TASK STATEMENT: All of the data that follows needs to be printed again, exactly as it reads.

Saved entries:
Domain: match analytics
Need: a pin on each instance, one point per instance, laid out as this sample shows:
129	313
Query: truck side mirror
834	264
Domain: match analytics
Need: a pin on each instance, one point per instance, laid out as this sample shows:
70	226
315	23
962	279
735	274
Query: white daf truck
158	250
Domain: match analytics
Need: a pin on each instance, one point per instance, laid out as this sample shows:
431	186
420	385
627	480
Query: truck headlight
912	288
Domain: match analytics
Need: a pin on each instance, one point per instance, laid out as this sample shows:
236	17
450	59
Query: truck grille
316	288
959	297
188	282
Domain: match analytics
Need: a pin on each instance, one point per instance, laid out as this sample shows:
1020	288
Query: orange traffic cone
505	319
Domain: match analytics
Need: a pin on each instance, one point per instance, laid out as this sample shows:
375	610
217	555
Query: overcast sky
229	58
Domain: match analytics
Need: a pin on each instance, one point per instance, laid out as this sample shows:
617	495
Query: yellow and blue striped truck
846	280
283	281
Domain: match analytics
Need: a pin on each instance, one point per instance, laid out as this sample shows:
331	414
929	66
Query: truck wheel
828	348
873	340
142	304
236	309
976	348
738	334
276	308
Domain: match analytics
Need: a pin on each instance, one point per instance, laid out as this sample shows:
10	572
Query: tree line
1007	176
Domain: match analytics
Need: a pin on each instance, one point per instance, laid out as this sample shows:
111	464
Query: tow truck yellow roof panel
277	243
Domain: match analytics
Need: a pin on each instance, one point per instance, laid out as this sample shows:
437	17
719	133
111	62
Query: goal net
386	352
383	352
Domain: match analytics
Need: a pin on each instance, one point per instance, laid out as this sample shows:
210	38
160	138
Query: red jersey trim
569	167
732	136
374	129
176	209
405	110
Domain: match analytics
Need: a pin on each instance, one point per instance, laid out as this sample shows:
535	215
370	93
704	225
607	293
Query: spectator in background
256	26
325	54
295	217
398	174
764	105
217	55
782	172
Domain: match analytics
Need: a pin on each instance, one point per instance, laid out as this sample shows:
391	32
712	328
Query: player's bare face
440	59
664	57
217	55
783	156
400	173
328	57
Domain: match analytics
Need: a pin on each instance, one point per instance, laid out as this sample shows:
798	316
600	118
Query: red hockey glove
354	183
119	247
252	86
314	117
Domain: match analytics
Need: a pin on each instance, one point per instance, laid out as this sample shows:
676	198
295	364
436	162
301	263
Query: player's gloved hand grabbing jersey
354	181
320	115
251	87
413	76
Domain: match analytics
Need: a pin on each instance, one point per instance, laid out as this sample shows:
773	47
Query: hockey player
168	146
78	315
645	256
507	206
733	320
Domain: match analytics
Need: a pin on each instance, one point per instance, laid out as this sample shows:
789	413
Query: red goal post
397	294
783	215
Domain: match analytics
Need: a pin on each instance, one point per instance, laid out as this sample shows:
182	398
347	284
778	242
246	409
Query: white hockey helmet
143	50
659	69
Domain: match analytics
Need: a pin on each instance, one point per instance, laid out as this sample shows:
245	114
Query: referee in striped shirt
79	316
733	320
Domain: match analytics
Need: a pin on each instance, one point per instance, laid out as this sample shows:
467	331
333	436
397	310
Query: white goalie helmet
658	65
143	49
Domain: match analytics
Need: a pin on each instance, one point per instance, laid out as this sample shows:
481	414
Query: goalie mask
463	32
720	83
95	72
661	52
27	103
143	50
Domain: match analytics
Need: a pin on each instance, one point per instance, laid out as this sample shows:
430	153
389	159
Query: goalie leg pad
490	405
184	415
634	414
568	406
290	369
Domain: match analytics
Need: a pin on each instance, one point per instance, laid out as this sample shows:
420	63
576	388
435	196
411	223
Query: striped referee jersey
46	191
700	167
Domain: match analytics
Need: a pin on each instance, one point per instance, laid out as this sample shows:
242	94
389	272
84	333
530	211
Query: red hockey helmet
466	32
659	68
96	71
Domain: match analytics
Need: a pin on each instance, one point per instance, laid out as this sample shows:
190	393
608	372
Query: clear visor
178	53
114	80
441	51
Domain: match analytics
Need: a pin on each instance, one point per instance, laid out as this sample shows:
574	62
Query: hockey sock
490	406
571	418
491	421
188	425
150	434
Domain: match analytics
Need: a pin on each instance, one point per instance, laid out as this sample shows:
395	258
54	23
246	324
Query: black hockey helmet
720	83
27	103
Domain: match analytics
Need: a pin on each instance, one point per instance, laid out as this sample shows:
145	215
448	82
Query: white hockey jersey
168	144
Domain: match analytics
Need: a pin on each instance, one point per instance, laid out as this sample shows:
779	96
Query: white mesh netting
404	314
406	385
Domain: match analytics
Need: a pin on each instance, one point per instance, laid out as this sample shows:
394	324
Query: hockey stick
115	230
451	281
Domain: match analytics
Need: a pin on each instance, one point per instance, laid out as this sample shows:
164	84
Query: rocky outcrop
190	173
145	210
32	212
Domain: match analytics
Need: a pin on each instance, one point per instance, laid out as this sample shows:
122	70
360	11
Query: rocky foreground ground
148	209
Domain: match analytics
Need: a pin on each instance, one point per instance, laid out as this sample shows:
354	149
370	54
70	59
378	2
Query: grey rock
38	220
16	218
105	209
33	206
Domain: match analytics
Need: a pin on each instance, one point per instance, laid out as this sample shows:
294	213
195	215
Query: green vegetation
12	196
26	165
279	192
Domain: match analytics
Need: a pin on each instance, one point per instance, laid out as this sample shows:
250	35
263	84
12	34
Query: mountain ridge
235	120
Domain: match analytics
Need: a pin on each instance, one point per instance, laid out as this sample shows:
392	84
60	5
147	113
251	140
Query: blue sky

RESPONSE TO THE TASK:
Domain: match analytics
Need: a pin on each instance, one point per instance, laid out as this sample shows:
129	313
Query: truck side mirror
834	264
Domain: match analytics
Need: a pin on each instance, one point per instance, laid out as this sample shows:
70	226
315	23
962	279
735	274
Query: white daf truck
158	250
Domain: match analytics
Need: a pin on each instance, one point per instance, laid out as this sample shows:
431	186
420	385
627	480
Query: truck headlight
912	288
Domain: match analytics
Need: a pin on each instance, one point per instance, laid out as this sample shows:
236	17
450	59
Query: truck grille
316	288
959	297
188	282
Domain: match analytics
Need: a pin on each instance, one point per instance, laid out as this sample shows:
1020	288
Query: orange traffic cone
505	319
Domain: match analytics
Need: a pin on each instance, one point per instance, laid out as this sample shows:
375	610
217	555
Query: overcast sky
229	58
Domain: match analytics
Need: a pin on each instance, one point per instance, laid out as this sample shows:
617	495
Query: yellow and blue striped truck
846	280
283	281
Domain: match analytics
Need: a pin on each instance, one point per instance, laid out as this sample shows:
331	414
929	66
Query: truck wheel
828	348
873	340
142	304
236	309
976	348
738	334
276	308
Domain: match analytics
Need: a pin on each instance, one point per instance, laid out as this sample shows:
10	572
Query: tree line
1007	176
Domain: match analytics
Need: a pin on each instance, one point per instance, laid out as this sample shows:
111	464
Query: tow truck yellow roof panel
277	243
Domain: match analytics
Need: a pin on each instance, one point per instance, laid out as this sample shows:
437	17
719	133
111	62
Query: goal net
386	352
383	352
Domain: match analytics
Need: a pin on each instance, one point per instance, laid out as this sample shows:
210	38
160	138
Query: red jersey trim
569	167
732	136
374	129
176	209
405	110
Domain: match analytics
Need: a pin on each instance, one point per instance, laid out as this sample shows:
535	215
370	93
704	225
607	293
Query: spectator in background
256	26
325	54
295	217
398	174
764	105
217	55
782	172
Domain: match analytics
Need: a pin on each instance, one point per instance, laid out as this sample shows:
391	32
712	328
Query: player's bare face
440	59
664	57
217	55
783	156
400	173
328	57
Domain: match analytics
Need: a pin on each instance, one point per instance, laid out as this sample shows:
798	316
600	118
Query: red hockey glove
354	183
119	247
252	86
314	117
Domain: match analytics
Need: a pin on each instance, one point per instance, laid out as this sample shows:
676	198
295	364
436	162
301	263
Query: player's gloved hand grabbing jersey
354	181
320	115
251	87
413	76
Domain: match analytics
Need: a pin on each instance, one point per instance, laid out as this sample shows:
773	47
Query: hockey player
168	146
78	315
645	256
507	206
733	320
Domain: match analytics
Need: a pin on each instance, one point per instance, laid out as this sample shows:
789	413
Query: red goal post
397	294
783	215
Domain: match analytics
Need: a pin on each instance, one point per instance, laid out as this sample shows:
182	398
347	284
778	242
246	409
Query: white hockey helmet
143	50
659	69
Domain: match analytics
Need: a pin on each instance, one point per instance, laid out as this sample shows:
245	114
Query: referee in striped shirt
79	316
733	320
Domain: match analytics
Need: a pin on each instance, one point per instance, laid out as this sample shows:
467	331
333	436
397	310
Query: white goalie helmet
658	65
143	49
Domain: match analytics
Need: a pin on each instance, one point per instance, laid out as this sample shows:
481	414
Query: goalie mask
463	32
720	83
95	72
661	52
27	103
143	50
Domain: match analytics
Need: a pin on each instance, one point per instance, laid out as this sample shows:
430	153
389	159
Query: goalie leg pad
490	405
184	415
634	414
568	406
290	369
Domain: match analytics
Need: a pin on each instance, one point per instance, laid out as this sample shows:
420	63
576	388
435	196
411	223
Query: striped referee jersey
46	191
700	167
Domain: match analytics
Need: a pin on each instance, one point per instance, laid out as this sample shows:
242	94
389	272
84	333
530	211
Query: red hockey helmet
466	32
659	68
96	71
Domain: match analytics
Need: a pin on each instance, one point per instance, laid out as this sample shows:
190	393
608	372
Query: clear visor
178	53
114	80
441	51
Domain: match analytics
Need: a pin on each instance, one point per instance, laid out as this sample shows:
574	62
Query: hockey sock
490	406
571	418
491	421
188	425
150	434
Domain: match analytics
Need: a pin on each instance, one point per instance, laid out as this sample shows:
395	258
54	23
246	324
Query: black hockey helmet
720	83
27	103
Domain: match analytics
Need: a pin on each instance, one point per instance, laid out as this sample shows:
145	215
448	82
Query: white hockey jersey
168	144
Domain: match analytics
Need: a pin on each instance, one point per instance, laid out as this sample shows:
779	96
Query: white mesh netting
404	314
406	385
Domain: match analytics
Need: a pin on each instance, one point per instance, laid out as this sample shows:
394	324
Query: hockey stick
115	230
451	281
Domain: match analytics
Need: a pin on each instance, one point per instance, laid out as this sample shows:
164	84
Query: rocky outcrop
190	173
145	210
32	212
Domain: match analytics
Need: a pin on each instance, one point per instance, laid out as this sample shows:
122	70
360	11
Query: rocky foreground ground
148	209
Domain: match analytics
Need: a pin on each instance, one point per instance, laid out as this sample shows:
354	149
370	54
70	59
378	2
Query: grey rock
38	220
16	218
105	209
33	206
Domain: match analytics
Need: a pin on each instance, one point per instance, laid out as this sample shows:
294	213
195	215
Query: green vegetation
12	196
26	165
279	192
Domain: match analytics
Need: a pin on each instance, one point per instance, laid out as this sample shows:
250	35
263	84
12	34
Query: mountain ridge
235	120
Domain: match analytics
Need: a pin on each instance, one point per instance, laid out as this sample shows:
392	84
60	5
147	113
251	140
Query: blue sky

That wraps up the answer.